DATA RECORDS →
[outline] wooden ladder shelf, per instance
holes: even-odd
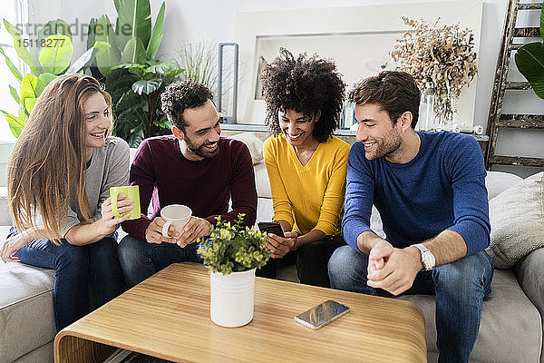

...

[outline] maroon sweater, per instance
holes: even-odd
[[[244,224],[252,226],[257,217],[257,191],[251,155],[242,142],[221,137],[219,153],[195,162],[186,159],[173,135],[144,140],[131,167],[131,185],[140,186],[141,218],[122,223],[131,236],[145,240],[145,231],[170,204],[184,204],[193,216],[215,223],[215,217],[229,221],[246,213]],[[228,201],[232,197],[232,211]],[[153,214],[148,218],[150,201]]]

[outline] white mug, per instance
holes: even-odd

--

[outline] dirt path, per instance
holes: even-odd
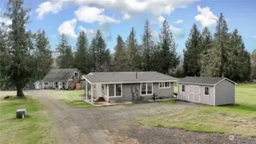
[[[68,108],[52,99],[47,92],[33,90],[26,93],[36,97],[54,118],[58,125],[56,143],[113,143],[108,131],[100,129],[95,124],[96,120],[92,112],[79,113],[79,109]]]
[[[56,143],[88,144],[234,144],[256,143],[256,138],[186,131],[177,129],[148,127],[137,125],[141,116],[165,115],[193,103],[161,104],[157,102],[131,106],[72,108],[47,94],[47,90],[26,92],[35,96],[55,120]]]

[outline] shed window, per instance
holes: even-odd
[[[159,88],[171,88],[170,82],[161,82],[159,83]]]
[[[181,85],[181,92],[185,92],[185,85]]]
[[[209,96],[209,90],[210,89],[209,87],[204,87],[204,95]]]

WHAT NEEDS TO BE DONE → Copy the material from the line with "[outline] shed window, per instance" to the line with "[[[209,96],[209,90],[210,89],[209,87],[204,87],[204,95]]]", keeping every character as it appears.

CORRECT OUTPUT →
[outline] shed window, per instance
holes: even-odd
[[[159,88],[171,88],[170,82],[161,82],[159,83]]]
[[[181,85],[181,92],[185,92],[185,85]]]
[[[209,96],[209,90],[210,89],[209,87],[204,87],[204,95]]]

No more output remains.